**Page extract:**
################

When a hard time comes, when death stands before you—until yesterday you were certain the soul is immortal: when you read the Gita each day, you were sure; when you went to the temple each morning, you were sure. But when the doctor stands by your bed, his face looks grave, the family runs about in panic, the pulse begins to drop—suddenly you find you do not know whether the soul is immortal or not!

However many times the Gitas proclaim it, by their saying the soul cannot be made immortal. The soul is immortal—that’s why they say so; that is another matter. But their saying so cannot make it immortal. And your believing someone achieves nothing. Yes—go through conflict; endure the pain. That is the opportunity; do not try to evade it.

Arjuna too is trying to evade it. But Krishna is not trying to rescue him; Krishna draws out the whole conflict. Otherwise Krishna could have said, “Don’t worry, I know everything. Stop this useless talk. Have faith in me and jump!” He could have said that. There would have been no need for such a long Gita.

The long Gita is a great respect paid to Arjuna’s conflict. And the wonder is, Arjuna keeps asking the same thing again and again. And Krishna never says, “But you asked this already!” Again he asks; again he asks. All of Arjuna’s questions are not different; only the wording differs. He is asking the same thing. His conflict keeps returning. Krishna does not say, “Silence! You are faithless! Silence! You doubt!” Arjuna repeats himself over and over; his conflict keeps taking new forms.

Krishna is not eager to make him believe; Krishna is eager to bring him to trust. And there is a great difference between belief and trust. Belief is what we paste on top without resolving doubt. Trust is what flowers when doubt has fallen. Trust is the destination reached by traveling through doubt. Beliefs are blind props seized out of fear of doubt.

So I say: live the conflict; live it intensely—with intensity. If you live it lukewarmly, it will take a long time. Put the gold on a lukewarm flame, and its refinement may take lifetimes. Live it with intensity.

################

**Stored data:**

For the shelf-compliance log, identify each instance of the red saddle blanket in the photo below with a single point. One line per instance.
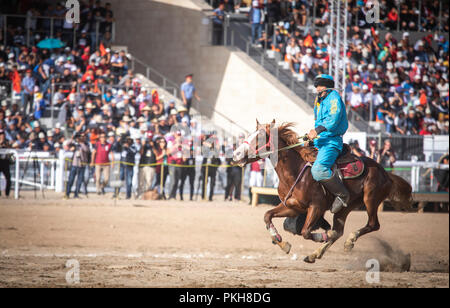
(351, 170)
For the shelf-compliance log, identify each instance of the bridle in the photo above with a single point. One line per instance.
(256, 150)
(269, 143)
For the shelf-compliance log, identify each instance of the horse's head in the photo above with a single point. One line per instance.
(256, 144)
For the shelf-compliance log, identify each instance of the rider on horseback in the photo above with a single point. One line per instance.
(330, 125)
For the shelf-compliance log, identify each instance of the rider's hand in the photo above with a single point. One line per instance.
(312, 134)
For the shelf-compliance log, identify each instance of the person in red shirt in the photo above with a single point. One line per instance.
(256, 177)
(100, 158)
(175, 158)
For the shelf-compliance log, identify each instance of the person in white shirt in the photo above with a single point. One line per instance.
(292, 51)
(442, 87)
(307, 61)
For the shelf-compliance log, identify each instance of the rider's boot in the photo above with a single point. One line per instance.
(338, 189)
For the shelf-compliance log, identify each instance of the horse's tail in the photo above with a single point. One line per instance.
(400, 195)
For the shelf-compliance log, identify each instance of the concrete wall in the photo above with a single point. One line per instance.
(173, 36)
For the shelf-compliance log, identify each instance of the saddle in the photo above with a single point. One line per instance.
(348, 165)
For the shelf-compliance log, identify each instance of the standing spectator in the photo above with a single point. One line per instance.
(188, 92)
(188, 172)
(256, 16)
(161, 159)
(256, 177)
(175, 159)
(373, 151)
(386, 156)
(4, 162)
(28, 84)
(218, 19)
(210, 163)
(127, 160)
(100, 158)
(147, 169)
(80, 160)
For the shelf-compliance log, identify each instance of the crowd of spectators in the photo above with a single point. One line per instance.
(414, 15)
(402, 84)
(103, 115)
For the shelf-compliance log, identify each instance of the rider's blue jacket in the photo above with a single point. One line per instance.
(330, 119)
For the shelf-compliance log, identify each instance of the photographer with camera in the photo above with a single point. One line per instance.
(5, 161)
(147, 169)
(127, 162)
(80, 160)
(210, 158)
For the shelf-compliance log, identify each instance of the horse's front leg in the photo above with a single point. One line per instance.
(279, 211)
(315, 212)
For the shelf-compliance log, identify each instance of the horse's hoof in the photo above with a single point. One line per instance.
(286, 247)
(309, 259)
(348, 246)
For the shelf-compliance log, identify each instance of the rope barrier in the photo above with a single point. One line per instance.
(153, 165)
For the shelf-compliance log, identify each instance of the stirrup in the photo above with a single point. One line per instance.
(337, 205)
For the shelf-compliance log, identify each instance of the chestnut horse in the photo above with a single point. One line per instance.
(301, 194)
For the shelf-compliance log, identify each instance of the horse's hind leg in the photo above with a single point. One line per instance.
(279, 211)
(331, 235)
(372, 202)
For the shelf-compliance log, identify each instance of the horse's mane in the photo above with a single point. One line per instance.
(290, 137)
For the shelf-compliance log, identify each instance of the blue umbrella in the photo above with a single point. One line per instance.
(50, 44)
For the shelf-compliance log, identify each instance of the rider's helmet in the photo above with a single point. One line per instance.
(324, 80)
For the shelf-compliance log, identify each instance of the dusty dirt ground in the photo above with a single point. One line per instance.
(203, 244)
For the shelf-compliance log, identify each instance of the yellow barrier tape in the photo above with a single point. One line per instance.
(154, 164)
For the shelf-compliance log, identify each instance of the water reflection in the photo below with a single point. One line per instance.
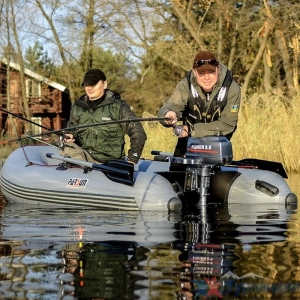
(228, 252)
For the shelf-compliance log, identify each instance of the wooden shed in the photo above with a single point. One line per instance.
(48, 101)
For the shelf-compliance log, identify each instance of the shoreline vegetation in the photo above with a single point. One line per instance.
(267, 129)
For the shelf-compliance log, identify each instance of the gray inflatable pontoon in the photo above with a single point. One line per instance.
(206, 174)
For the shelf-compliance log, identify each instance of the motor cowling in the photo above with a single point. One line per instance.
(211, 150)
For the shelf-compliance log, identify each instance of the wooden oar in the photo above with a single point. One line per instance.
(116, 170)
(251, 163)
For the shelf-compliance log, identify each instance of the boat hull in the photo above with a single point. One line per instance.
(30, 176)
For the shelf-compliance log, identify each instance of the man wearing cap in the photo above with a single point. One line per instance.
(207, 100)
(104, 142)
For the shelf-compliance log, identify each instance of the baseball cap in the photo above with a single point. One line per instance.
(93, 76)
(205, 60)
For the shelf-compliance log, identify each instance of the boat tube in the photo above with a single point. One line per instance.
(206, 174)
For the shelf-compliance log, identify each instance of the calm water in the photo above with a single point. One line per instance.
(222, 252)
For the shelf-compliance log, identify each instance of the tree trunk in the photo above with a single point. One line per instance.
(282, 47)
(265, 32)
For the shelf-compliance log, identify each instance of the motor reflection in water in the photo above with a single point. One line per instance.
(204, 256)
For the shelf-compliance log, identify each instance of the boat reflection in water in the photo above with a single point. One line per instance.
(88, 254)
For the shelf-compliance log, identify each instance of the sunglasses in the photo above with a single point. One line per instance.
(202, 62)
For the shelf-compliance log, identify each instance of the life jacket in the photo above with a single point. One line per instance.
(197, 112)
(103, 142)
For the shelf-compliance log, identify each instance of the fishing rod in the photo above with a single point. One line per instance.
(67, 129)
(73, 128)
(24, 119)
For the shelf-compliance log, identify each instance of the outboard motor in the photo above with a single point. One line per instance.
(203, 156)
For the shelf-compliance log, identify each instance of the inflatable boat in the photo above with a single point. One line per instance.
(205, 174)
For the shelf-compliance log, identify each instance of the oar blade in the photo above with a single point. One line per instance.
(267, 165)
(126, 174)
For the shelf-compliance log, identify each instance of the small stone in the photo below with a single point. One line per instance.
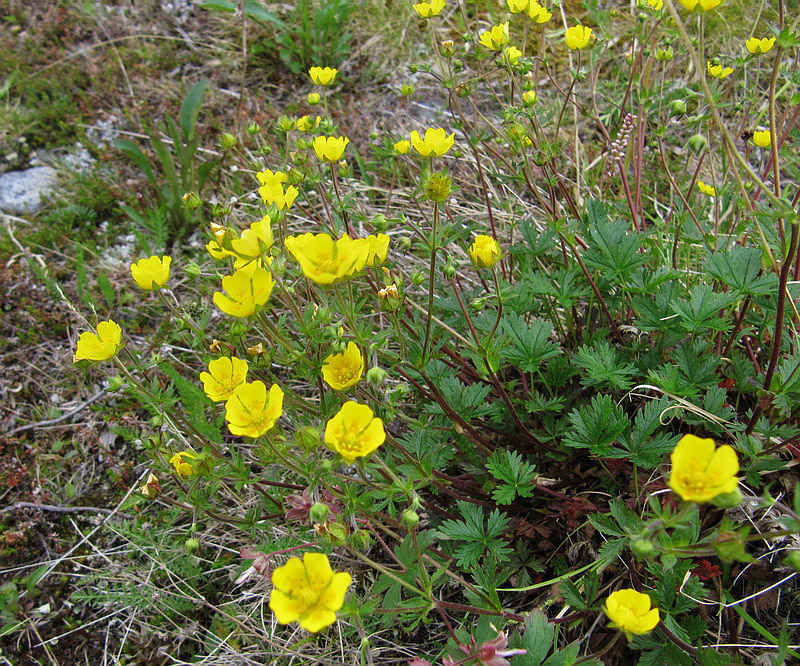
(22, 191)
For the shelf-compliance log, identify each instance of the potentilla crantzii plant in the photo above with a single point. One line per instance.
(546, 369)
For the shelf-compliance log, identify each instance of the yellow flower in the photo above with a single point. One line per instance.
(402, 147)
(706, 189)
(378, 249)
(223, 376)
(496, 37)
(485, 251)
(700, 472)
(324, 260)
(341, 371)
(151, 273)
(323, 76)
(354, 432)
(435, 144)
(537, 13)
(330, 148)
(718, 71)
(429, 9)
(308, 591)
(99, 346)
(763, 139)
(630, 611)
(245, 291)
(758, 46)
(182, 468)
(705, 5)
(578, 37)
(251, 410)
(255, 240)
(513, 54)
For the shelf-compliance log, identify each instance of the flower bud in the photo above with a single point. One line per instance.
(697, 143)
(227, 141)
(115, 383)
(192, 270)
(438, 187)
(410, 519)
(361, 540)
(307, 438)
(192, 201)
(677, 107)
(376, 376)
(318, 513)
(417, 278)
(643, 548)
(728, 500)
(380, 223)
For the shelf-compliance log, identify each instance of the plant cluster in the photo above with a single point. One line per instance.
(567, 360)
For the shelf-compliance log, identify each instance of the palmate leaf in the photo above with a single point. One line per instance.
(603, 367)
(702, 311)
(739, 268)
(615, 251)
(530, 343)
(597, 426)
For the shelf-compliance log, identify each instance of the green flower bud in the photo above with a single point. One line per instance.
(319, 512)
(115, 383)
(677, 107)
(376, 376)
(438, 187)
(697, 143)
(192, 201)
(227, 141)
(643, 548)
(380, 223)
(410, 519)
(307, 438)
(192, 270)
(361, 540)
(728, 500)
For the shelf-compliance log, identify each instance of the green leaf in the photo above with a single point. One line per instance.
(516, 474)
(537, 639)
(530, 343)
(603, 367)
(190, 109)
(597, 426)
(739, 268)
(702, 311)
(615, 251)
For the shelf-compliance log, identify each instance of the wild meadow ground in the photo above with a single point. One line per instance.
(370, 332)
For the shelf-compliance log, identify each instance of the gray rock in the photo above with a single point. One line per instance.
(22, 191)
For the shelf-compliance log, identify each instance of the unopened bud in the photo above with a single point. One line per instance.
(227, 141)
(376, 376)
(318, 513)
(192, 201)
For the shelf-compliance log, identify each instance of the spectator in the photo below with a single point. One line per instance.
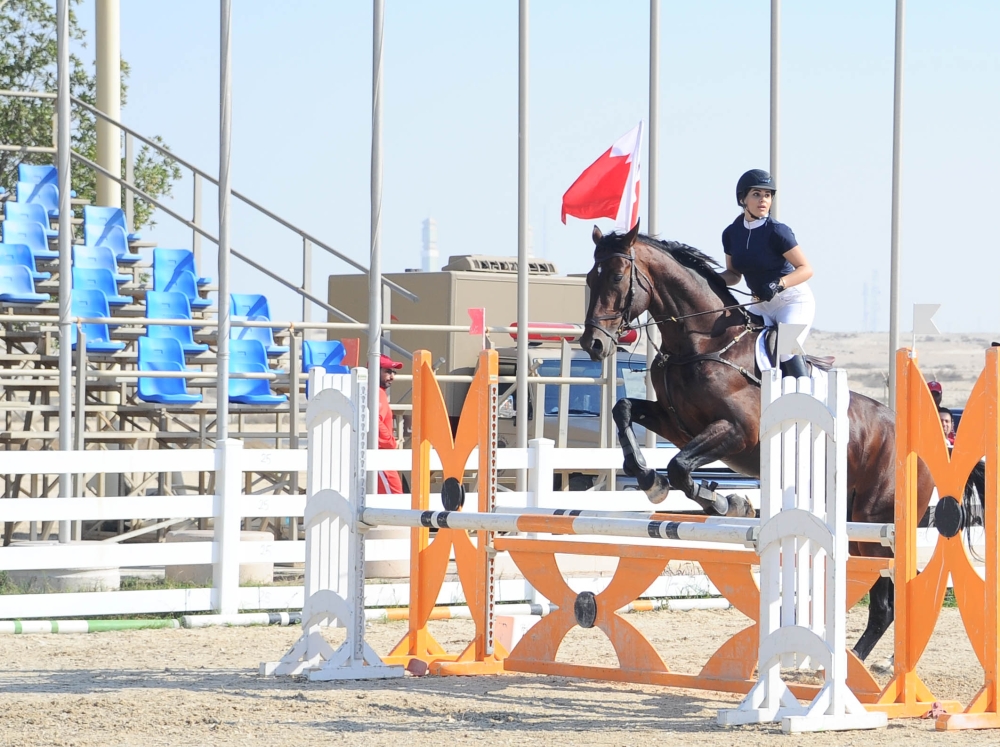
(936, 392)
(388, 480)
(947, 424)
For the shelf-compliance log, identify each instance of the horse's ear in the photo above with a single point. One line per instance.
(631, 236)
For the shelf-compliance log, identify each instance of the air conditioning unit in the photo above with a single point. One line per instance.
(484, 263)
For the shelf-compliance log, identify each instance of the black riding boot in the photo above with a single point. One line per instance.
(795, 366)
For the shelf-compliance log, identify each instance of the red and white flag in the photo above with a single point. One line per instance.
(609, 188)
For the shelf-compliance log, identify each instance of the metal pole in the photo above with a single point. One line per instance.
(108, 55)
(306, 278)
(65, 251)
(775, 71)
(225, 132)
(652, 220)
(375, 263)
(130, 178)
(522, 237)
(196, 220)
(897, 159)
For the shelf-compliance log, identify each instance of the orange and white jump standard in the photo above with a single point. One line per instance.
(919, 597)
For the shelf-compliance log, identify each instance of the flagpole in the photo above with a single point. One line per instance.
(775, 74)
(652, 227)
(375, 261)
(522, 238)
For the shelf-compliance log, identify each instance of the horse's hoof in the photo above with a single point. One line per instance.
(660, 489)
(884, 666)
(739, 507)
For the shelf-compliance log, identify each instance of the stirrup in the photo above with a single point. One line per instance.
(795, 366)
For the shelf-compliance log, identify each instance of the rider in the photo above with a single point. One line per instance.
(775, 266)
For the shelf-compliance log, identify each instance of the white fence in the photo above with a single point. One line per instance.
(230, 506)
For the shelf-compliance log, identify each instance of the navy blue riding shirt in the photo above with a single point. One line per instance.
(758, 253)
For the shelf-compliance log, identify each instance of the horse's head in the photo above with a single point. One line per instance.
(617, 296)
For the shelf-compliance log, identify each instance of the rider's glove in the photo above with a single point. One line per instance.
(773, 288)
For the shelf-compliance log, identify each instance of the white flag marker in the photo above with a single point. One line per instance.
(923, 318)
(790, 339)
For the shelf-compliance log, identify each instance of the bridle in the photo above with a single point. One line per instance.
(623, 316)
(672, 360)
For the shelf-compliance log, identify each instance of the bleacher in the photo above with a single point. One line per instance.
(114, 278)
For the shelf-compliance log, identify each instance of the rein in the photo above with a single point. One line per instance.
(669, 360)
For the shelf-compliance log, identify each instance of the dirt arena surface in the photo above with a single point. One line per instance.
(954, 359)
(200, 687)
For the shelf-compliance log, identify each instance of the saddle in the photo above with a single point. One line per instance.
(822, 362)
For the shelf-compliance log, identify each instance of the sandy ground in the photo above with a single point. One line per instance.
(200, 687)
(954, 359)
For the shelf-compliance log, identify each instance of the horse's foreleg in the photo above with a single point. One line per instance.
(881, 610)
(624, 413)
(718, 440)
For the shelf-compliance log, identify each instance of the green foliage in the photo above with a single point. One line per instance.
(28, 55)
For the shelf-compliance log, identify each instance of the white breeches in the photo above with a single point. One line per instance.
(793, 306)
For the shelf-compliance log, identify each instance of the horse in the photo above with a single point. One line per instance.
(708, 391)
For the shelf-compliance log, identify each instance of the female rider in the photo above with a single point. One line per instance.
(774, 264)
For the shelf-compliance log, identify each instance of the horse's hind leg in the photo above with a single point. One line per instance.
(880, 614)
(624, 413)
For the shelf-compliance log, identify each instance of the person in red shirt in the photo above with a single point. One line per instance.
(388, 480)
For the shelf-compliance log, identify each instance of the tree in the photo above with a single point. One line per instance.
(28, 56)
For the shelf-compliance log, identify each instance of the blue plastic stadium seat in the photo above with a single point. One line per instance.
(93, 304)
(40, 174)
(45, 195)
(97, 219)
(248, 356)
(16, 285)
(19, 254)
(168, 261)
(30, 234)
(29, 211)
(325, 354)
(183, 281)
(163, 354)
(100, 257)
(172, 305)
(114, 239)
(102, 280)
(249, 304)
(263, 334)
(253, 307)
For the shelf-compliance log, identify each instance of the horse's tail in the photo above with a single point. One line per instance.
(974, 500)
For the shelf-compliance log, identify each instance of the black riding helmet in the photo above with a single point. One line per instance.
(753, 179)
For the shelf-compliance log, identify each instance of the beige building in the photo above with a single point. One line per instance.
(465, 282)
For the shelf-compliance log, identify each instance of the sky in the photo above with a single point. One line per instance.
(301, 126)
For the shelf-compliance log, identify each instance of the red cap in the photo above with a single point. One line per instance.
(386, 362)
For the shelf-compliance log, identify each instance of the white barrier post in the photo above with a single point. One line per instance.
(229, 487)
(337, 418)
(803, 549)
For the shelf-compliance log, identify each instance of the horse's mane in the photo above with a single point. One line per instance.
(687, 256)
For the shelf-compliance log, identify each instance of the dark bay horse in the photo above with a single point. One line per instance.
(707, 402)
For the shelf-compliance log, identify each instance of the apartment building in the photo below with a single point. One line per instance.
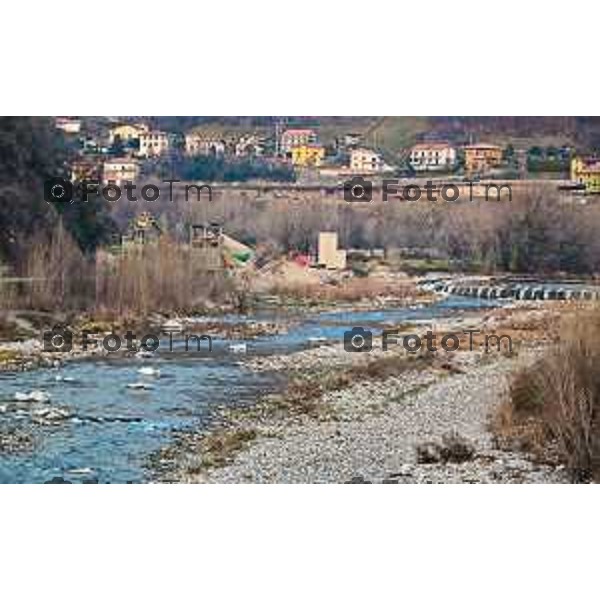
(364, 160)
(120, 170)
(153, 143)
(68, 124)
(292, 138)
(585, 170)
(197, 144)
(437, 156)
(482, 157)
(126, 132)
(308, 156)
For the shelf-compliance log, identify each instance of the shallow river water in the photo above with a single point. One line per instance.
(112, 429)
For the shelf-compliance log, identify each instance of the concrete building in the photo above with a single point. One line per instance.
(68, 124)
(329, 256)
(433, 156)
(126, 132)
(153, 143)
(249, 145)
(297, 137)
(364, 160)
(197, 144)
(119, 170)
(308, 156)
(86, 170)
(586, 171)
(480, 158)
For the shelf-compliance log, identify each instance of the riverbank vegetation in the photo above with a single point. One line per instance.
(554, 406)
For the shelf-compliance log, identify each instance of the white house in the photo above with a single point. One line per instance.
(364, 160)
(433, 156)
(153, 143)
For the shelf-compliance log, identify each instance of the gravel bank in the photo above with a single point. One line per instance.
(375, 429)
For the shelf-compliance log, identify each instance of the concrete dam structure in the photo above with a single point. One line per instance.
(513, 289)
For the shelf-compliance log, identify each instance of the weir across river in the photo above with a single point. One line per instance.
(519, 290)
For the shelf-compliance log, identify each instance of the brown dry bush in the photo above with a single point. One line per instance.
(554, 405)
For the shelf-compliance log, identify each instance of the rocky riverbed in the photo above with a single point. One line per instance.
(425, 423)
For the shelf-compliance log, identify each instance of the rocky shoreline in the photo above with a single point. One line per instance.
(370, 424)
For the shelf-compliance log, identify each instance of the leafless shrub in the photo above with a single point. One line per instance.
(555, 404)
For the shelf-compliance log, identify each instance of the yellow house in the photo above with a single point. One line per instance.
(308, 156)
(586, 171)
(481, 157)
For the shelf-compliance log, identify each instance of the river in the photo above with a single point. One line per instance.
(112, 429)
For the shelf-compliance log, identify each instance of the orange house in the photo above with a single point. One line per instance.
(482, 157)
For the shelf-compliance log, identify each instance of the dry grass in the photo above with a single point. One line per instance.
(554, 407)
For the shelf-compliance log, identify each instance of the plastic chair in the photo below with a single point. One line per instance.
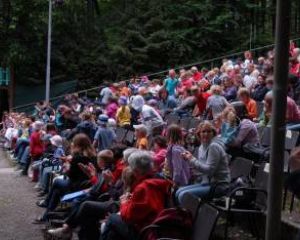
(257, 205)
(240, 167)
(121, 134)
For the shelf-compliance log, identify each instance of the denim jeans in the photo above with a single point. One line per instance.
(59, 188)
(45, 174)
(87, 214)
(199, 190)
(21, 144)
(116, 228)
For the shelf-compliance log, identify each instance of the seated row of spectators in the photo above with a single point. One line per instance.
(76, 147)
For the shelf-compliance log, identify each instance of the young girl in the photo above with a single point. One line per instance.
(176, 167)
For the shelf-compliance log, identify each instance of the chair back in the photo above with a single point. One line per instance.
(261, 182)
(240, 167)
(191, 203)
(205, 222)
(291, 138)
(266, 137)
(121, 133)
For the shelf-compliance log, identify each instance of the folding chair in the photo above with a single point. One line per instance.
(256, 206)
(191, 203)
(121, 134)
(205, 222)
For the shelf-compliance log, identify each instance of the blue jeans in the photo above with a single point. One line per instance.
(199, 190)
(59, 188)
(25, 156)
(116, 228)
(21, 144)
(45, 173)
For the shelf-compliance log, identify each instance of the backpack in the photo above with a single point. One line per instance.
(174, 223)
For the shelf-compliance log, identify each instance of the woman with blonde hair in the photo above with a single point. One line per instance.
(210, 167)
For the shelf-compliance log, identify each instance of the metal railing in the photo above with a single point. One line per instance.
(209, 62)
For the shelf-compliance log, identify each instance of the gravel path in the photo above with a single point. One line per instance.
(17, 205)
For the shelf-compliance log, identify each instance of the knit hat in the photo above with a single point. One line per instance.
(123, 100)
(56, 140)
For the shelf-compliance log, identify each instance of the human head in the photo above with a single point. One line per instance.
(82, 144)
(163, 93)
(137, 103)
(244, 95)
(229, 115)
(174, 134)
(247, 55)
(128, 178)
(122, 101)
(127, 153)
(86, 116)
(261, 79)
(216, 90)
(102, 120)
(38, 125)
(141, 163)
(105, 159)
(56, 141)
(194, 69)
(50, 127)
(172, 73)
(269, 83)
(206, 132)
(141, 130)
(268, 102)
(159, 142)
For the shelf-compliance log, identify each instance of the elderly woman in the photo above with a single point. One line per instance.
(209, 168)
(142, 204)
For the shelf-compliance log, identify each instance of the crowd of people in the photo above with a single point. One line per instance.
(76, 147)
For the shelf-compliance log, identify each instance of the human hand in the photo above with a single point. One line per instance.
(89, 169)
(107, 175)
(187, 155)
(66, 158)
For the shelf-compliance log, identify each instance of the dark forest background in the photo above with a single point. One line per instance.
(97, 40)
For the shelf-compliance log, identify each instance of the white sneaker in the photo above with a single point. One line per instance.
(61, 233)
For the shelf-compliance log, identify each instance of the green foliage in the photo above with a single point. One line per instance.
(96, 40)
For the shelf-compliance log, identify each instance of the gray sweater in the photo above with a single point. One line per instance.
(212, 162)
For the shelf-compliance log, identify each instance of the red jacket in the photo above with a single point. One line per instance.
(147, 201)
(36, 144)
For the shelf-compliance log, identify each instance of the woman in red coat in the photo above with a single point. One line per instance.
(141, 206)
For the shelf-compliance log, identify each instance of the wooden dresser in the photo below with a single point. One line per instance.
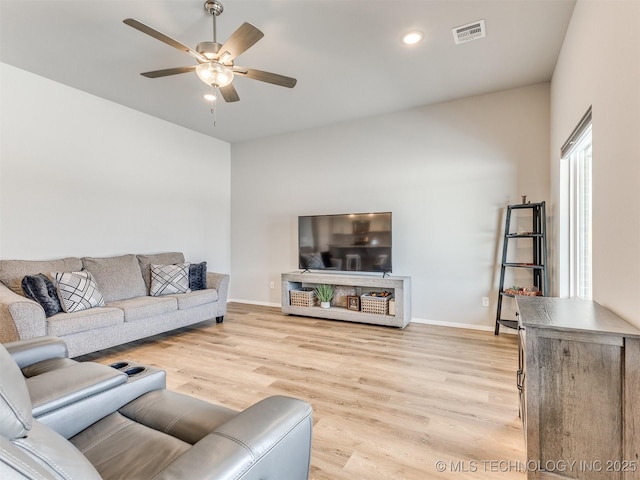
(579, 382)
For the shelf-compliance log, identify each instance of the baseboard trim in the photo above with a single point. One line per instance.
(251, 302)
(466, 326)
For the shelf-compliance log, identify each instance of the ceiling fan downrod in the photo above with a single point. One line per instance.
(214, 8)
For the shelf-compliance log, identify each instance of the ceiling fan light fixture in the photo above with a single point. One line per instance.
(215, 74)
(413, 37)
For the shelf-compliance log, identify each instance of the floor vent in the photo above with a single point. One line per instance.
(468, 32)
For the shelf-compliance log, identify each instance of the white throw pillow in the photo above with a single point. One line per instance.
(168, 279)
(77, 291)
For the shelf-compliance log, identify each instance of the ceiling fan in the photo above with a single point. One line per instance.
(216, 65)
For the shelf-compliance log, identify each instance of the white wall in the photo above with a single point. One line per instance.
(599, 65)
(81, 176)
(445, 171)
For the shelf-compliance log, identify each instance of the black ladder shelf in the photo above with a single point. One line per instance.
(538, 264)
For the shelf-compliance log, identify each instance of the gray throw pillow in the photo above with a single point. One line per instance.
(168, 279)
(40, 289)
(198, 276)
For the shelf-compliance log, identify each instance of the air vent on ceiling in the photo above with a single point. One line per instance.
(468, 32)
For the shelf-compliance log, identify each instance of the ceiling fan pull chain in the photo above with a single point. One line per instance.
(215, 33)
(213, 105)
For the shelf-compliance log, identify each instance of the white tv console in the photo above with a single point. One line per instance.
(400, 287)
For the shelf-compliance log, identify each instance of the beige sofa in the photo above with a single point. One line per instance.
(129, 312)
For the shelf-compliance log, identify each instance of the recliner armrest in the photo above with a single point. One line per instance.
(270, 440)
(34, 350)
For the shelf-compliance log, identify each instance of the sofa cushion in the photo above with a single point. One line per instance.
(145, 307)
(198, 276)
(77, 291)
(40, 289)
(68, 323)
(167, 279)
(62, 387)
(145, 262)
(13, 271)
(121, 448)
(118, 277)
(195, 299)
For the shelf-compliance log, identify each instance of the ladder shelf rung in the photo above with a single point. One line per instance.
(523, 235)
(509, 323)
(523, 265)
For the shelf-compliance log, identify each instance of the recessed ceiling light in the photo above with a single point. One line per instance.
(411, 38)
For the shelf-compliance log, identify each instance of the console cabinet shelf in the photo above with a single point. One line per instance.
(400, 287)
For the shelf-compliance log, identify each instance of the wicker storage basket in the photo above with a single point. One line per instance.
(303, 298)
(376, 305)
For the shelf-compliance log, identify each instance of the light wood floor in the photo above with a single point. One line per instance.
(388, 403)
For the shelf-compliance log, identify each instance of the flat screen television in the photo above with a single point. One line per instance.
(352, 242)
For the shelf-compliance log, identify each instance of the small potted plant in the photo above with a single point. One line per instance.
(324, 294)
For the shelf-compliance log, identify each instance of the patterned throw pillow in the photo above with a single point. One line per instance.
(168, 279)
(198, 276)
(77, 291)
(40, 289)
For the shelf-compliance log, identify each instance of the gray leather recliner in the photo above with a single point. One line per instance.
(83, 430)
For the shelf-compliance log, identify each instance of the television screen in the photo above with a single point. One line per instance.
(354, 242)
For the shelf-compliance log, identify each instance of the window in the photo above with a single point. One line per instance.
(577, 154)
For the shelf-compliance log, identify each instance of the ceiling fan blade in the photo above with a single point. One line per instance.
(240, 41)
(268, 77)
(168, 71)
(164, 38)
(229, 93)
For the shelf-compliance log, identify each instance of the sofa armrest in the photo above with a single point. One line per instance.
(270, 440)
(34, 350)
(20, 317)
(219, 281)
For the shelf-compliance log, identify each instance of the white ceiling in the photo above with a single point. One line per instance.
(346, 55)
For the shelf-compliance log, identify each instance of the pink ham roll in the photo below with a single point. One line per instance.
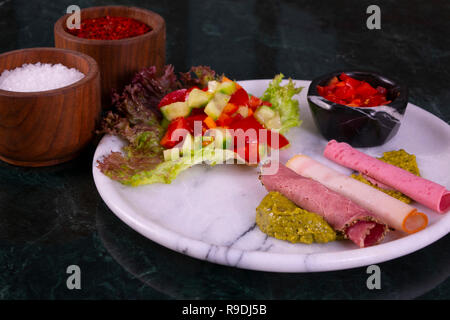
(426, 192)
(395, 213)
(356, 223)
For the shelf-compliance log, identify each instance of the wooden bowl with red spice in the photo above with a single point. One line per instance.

################

**Job:**
Translate this sentence from the Gita passage above into Spanish: "Belief is what we paste on top without resolving doubt."

**Output for this exercise:**
La creencia es lo que pegamos encima sin resolver la duda.